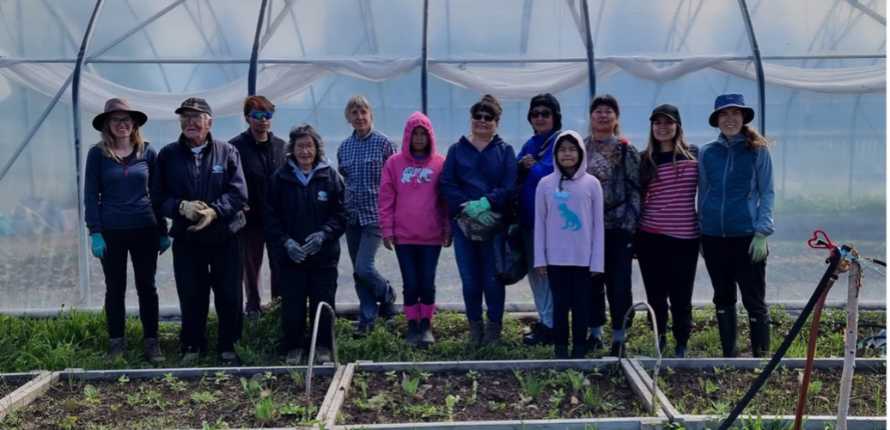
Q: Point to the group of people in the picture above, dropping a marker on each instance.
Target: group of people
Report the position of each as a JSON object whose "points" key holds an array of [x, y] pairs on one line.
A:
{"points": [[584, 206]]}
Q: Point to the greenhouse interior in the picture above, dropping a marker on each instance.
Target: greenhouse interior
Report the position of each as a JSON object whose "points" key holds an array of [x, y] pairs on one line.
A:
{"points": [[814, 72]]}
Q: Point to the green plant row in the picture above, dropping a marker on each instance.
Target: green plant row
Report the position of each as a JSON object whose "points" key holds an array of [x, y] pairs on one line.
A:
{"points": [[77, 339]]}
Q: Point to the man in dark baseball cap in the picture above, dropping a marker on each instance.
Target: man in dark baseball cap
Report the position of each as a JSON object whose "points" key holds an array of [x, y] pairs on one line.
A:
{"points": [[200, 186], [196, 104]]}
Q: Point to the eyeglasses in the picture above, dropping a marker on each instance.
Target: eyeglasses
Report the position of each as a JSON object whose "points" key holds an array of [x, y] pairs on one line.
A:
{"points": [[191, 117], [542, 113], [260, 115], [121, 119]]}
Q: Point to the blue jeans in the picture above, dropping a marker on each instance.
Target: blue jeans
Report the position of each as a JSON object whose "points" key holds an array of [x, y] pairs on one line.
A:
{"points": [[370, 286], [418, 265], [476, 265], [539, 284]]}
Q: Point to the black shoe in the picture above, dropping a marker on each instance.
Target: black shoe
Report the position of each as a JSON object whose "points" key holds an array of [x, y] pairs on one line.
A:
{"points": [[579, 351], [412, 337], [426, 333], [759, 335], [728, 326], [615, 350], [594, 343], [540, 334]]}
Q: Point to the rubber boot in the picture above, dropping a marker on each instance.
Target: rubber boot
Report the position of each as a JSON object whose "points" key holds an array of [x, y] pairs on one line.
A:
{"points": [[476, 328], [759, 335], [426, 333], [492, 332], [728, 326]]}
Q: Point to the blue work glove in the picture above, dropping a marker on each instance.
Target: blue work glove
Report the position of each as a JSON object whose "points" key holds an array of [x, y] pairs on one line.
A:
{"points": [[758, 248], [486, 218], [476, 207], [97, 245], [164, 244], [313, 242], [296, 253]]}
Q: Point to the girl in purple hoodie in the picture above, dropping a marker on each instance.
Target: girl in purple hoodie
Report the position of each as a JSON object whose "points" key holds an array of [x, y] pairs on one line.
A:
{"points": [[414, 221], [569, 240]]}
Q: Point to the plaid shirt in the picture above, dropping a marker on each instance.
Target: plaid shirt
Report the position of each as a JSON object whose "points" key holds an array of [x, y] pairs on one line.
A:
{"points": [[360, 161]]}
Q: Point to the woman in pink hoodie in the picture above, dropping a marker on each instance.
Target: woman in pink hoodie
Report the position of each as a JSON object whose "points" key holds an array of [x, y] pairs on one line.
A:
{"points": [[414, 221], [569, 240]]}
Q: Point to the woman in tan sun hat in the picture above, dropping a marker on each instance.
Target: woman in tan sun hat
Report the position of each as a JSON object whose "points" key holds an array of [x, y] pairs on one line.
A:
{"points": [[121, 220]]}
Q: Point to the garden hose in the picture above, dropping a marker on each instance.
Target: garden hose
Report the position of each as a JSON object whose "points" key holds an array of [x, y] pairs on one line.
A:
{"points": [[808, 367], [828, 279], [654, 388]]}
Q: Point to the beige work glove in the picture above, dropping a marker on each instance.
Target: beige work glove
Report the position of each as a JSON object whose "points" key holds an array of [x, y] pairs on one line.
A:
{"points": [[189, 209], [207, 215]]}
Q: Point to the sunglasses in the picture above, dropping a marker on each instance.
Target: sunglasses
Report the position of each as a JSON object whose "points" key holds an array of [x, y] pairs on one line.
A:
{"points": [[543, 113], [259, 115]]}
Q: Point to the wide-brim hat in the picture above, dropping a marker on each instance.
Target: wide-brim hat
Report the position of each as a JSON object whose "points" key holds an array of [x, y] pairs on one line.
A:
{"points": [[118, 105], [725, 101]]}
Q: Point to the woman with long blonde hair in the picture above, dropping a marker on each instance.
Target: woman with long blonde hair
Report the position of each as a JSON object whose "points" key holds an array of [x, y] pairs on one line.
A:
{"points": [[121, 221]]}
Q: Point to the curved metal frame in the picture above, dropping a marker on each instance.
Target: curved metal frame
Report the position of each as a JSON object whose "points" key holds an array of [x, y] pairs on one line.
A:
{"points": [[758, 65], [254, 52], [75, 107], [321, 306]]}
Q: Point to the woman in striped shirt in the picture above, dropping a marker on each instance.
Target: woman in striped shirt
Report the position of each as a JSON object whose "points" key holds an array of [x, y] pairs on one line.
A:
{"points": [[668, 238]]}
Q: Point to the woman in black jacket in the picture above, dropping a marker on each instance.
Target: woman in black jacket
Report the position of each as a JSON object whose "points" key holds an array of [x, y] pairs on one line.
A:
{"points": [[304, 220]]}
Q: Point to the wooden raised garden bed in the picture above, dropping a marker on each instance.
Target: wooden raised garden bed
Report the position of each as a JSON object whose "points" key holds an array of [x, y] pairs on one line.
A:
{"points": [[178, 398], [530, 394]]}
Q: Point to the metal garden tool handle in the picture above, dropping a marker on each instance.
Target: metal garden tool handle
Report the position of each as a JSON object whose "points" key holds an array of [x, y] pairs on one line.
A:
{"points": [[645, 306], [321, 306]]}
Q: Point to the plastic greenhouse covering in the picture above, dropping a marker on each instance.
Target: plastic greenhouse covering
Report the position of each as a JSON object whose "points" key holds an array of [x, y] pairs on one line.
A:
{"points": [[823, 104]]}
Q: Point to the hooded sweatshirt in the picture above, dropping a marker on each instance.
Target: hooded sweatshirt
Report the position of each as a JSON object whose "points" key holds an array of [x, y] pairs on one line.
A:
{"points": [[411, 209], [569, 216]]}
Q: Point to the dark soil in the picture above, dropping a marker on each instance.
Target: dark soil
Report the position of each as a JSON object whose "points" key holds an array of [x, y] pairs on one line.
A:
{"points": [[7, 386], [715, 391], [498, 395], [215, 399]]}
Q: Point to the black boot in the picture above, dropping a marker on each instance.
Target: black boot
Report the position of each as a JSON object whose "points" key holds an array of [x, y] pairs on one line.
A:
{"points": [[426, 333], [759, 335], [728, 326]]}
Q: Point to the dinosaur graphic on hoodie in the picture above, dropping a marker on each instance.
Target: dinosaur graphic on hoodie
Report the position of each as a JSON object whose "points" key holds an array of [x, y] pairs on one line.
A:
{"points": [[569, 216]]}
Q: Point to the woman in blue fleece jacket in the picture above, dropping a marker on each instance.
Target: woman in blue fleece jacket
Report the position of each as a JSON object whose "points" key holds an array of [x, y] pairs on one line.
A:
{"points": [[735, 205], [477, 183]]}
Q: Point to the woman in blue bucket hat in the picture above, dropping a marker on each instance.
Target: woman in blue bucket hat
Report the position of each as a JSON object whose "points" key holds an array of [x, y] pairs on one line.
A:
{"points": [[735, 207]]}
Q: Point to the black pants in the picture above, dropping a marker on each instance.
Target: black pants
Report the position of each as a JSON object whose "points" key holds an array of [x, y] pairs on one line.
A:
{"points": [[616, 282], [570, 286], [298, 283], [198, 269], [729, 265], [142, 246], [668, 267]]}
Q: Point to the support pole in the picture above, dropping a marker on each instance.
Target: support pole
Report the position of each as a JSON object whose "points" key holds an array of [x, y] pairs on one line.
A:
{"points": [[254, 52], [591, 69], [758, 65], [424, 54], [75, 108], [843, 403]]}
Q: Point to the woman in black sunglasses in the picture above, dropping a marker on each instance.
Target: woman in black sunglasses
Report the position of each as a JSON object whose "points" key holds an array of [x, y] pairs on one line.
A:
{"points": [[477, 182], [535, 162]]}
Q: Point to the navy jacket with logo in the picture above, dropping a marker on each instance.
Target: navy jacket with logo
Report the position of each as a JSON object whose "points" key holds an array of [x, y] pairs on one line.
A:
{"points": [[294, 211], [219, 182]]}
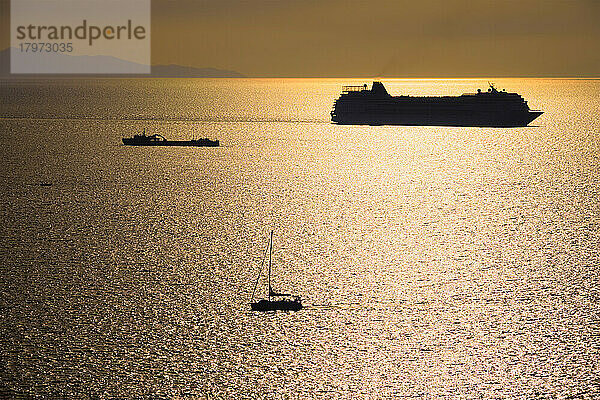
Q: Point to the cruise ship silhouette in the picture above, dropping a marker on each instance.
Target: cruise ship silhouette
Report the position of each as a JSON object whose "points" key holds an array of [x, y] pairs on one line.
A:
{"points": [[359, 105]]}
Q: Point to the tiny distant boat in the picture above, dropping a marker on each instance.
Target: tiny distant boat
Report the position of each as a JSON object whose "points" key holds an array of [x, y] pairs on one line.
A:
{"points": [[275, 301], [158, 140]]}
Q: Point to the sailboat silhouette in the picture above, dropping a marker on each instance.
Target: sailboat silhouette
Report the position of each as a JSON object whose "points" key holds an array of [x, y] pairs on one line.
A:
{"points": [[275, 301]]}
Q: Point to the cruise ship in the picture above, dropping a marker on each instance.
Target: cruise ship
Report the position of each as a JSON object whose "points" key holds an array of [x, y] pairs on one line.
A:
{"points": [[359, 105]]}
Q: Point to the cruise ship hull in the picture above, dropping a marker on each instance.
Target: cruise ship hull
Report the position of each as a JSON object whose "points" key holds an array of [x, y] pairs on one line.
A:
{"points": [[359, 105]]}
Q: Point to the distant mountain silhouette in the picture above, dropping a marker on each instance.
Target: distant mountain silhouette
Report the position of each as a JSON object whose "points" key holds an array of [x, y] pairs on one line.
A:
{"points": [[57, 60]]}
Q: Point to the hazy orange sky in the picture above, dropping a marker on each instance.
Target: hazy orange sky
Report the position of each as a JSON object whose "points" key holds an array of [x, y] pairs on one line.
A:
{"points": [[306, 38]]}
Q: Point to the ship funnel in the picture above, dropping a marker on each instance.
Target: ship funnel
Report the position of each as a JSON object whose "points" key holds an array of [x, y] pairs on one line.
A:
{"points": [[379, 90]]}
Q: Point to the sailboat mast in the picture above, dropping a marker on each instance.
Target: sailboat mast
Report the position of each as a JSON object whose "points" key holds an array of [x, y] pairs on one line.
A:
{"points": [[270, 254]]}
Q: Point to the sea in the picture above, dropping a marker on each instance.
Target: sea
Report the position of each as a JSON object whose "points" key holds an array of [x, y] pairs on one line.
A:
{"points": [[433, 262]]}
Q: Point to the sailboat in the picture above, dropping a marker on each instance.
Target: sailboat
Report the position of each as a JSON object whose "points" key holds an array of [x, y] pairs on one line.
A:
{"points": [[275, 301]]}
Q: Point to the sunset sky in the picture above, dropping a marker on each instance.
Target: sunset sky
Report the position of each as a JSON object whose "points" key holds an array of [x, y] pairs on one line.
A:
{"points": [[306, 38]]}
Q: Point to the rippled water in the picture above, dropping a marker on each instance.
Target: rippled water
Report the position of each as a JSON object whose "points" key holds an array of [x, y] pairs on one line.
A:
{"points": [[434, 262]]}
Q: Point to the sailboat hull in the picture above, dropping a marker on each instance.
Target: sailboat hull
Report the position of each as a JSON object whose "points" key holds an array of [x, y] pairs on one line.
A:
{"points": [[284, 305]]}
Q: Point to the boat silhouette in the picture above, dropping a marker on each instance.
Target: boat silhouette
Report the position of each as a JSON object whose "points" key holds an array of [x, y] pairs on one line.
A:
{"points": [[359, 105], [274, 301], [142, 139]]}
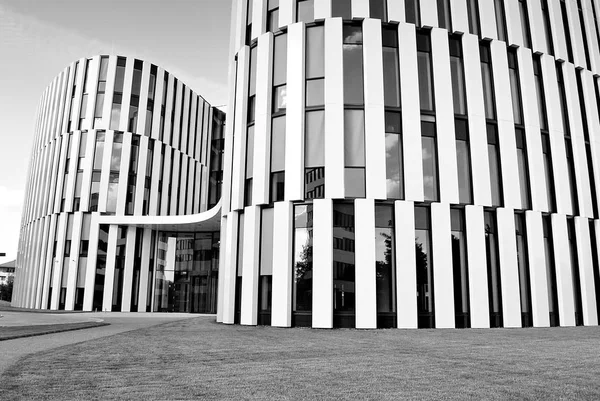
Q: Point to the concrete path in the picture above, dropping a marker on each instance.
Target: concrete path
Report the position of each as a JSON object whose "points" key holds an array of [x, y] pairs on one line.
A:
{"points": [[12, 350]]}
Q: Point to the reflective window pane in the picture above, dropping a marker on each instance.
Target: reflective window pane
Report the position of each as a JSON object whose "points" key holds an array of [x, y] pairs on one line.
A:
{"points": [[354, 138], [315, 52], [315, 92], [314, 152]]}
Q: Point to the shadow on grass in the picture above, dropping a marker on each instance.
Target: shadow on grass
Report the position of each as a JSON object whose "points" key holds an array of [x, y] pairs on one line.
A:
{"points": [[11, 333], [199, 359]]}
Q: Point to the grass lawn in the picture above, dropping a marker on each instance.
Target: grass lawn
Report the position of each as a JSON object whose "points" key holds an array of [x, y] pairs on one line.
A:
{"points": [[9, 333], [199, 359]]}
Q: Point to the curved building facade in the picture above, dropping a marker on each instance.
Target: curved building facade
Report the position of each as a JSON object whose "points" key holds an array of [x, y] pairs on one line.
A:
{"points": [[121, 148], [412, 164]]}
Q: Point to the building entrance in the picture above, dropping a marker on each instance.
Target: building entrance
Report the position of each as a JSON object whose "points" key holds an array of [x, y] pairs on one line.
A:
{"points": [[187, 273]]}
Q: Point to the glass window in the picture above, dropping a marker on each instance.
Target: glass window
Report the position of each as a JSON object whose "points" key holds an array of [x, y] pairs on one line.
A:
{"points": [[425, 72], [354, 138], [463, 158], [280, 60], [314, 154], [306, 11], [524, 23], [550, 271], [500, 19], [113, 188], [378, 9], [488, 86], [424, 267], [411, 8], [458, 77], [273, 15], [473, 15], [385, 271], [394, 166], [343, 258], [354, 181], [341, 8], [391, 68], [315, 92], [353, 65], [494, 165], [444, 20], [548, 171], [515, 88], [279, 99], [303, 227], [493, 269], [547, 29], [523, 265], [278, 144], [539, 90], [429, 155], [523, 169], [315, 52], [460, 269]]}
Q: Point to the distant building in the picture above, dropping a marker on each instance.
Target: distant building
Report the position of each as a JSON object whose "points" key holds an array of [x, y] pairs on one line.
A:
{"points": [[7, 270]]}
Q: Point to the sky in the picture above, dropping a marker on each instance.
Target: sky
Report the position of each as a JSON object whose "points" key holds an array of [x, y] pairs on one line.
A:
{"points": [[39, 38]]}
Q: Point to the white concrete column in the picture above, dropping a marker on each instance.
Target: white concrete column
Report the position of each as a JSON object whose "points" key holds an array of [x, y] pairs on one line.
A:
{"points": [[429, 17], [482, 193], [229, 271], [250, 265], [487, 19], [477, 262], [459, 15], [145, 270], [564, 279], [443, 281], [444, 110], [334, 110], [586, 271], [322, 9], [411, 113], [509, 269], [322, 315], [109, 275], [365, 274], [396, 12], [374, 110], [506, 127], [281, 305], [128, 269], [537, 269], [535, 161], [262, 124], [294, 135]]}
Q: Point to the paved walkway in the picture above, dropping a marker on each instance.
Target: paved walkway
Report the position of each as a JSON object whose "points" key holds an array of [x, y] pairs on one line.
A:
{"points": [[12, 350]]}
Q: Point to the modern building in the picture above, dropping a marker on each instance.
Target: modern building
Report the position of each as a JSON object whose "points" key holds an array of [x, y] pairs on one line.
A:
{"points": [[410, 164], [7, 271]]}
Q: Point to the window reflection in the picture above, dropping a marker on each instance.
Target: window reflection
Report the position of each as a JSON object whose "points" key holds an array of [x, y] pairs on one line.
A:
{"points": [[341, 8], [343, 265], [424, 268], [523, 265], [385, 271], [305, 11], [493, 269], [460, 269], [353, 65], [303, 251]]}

┄┄┄┄┄┄┄┄┄┄┄┄┄┄┄┄┄┄┄┄

**WHAT TO WORK ON:**
In the material, find each line with the word "logo" and list it.

**OUTPUT OF THE EXERCISE:**
Q: Point to the navy jacket with logo in the picture above, dropping a marker on each instance.
Target: navy jacket with logo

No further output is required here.